* [AIM] Rewrite each item below with "soccer sock" replaced by "football sock" and everything else unchanged, omitting the pictures from your answer.

Saved entries:
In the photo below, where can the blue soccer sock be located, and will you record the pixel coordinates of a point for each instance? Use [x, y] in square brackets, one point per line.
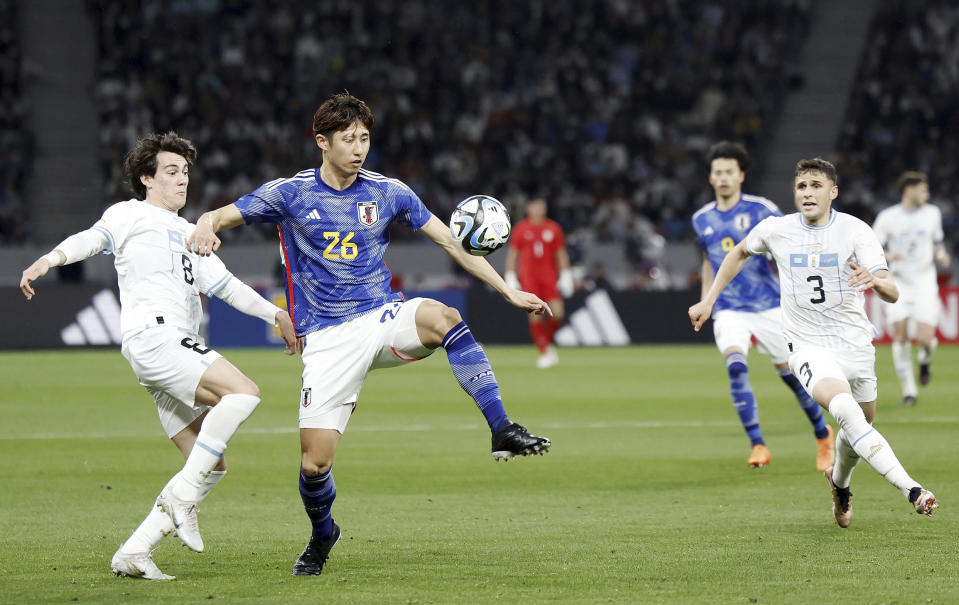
[808, 404]
[472, 370]
[743, 399]
[318, 493]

* [OUTPUT FOR THIS TASK]
In the photo below, where can the blue football sock be located, and will you record the pixel coordinates of a point for each instance? Use [x, y] in square brackets, one point per line.
[808, 404]
[472, 370]
[743, 399]
[318, 493]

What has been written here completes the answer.